Freedom
Before Democracy By Stuart K. Hayashi, 4/5/2002
12:55:39 AM
Almost everyone believes that democracy equals freedom.
Not surprisingly, anti-capitalist activist Michael Moore often
invokes democracy. “I’ve read the U.S. Constitution, and the word
‘shareholder’ doesn’t appear once in it,” he says. “It’s a
Democracy." (Actually, the word “democracy” doesn’t appear in
the Constitution either.)
When campaigning in Hawaii, Green Party 2000 Presidential
candidate Ralph Nader said that those who weren’t out lobbying for
more stifling regulations were necessarily mindless “gazers and
gawkers.”
His “solution” was that we revive the ancient Greek concept of
the “public citizen,” which said that all men must be politically
active -- or otherwise be ostracized. “Freedom,” Nader insists, “is
participation in power.”

**PROBLEMS AND TASKS**
**A)** List every person named in the essay on freedom and democracy, including its byline.
**B)** Pick up the essay on freedom and democracy after its final sentence and carry the argument forward.
The items have nothing to do with the essay on freedom and democracy.

**DATASET ENTRIES**
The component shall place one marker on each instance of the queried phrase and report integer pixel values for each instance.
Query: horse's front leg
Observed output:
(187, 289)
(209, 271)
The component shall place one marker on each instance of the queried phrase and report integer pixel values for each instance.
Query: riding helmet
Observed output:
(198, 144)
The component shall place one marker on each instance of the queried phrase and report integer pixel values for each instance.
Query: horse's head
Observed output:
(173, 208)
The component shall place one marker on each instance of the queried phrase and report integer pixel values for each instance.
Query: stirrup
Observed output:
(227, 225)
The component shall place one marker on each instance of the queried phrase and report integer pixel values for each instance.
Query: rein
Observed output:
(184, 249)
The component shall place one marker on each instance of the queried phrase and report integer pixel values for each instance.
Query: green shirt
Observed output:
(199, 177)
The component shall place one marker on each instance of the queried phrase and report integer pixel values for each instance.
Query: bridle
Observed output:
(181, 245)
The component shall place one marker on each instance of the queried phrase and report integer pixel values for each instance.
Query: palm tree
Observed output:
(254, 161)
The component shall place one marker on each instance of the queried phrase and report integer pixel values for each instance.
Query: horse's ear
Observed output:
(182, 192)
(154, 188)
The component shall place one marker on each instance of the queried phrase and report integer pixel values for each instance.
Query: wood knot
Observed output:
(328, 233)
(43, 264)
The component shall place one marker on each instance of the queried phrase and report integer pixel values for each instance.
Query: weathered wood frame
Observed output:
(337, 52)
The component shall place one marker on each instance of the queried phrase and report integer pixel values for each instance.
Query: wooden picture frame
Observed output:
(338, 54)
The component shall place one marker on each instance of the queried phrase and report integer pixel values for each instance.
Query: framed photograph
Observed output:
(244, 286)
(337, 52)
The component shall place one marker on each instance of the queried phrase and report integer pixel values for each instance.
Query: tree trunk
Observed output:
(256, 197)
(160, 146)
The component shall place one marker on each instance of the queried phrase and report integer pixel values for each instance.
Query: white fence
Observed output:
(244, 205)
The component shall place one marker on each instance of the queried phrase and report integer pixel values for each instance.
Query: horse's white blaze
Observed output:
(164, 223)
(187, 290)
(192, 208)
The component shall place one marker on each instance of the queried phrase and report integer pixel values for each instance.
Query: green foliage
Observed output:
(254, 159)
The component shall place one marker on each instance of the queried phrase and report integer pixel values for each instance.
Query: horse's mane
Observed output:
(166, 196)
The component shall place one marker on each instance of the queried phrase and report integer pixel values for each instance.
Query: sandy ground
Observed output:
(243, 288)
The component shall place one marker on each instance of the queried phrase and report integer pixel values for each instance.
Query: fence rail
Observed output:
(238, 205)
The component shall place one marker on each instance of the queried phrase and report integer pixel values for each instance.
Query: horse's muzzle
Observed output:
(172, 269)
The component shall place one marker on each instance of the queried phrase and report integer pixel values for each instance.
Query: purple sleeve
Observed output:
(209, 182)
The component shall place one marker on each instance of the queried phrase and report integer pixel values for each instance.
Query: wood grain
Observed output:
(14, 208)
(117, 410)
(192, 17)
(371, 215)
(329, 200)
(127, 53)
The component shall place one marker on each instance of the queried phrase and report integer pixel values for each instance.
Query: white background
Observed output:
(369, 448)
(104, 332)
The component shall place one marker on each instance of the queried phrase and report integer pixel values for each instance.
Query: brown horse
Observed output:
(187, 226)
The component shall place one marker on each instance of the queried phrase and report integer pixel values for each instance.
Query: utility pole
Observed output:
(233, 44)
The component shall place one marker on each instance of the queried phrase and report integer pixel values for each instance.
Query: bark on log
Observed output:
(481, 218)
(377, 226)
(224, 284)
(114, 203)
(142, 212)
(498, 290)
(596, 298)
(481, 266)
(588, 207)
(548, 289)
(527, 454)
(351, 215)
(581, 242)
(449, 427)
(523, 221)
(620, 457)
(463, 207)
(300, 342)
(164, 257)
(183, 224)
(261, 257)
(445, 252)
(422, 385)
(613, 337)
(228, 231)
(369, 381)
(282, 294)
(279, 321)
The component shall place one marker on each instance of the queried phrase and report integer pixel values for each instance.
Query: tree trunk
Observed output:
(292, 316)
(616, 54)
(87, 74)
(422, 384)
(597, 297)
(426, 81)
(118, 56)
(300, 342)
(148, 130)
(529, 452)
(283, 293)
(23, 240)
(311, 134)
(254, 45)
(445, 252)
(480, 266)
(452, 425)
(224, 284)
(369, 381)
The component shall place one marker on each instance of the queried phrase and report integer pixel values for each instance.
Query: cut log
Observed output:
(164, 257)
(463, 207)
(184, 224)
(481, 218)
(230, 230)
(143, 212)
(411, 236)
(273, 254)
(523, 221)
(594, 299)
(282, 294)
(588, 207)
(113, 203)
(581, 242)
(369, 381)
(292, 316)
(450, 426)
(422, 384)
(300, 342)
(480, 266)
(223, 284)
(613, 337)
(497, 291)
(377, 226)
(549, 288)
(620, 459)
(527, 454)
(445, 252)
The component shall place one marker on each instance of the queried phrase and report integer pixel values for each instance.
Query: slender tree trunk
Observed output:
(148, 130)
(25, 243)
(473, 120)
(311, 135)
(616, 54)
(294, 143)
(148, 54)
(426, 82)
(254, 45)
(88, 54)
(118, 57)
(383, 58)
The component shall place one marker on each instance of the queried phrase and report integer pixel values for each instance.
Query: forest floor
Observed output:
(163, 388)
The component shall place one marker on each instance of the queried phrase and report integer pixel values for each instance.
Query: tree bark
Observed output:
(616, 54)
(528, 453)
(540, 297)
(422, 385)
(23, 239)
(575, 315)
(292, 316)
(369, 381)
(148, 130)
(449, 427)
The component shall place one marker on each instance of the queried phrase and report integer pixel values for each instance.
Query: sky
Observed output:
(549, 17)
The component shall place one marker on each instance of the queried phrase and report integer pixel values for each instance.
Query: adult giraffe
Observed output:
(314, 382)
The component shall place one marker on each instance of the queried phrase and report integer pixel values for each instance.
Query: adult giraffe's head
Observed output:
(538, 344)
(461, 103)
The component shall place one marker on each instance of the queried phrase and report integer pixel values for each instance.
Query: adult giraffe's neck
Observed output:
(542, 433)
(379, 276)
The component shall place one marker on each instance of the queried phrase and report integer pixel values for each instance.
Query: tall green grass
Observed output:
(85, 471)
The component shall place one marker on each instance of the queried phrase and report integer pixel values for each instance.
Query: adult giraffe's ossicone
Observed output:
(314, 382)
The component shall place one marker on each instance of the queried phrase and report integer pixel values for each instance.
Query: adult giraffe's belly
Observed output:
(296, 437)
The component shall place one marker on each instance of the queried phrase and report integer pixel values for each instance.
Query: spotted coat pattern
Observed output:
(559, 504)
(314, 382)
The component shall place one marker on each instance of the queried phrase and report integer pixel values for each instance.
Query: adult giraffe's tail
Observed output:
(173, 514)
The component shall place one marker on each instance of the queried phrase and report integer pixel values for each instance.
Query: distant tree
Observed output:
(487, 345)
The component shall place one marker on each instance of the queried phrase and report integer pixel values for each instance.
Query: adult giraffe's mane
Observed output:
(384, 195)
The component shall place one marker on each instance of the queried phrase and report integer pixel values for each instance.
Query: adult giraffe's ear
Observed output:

**TASK-BY-TASK OUTPUTS**
**A)** Stuart K. Hayashi, Michael Moore, Ralph Nader

**B)**
But democracy and freedom aren’t always the same. After all, if
democracy is so great, then why was Adolf Hitler democratically
elected by a majority vote?
Democracy is correctly defined as a political system in which
laws or lawmakers are chosen by the majority of voters.
Meanwhile, Nader’s claim notwithstanding, freedom is not
“participation in power,” but security FROM power. Specifically, it
means that people can rest assured knowing that the power of
physical force cannot be initiated upon their life, liberty, or
property, by anyone -- not even a government -- even if 100 percent
of the population approved.
That is what a good government protects us from; not
imposes upon us.
For instance, let’s say democratic voting always won out over
individual rights. Then, if the majority of the citizens disliked a
group of rich people, it could democratically vote on whether they
should all be executed, even though they have inflicted no harm to
the life, liberty or property of others.
If at least 51 percent of the votes choose “kill,” then these
rich people are massacred by the state.
Fantasy, you say? Actually, this happened periodically throughout
the history of the ancient Greek city-state of Athens. Even back
then, the majority claimed to represent “the people as a whole,”
even if it was only 50.99 percent.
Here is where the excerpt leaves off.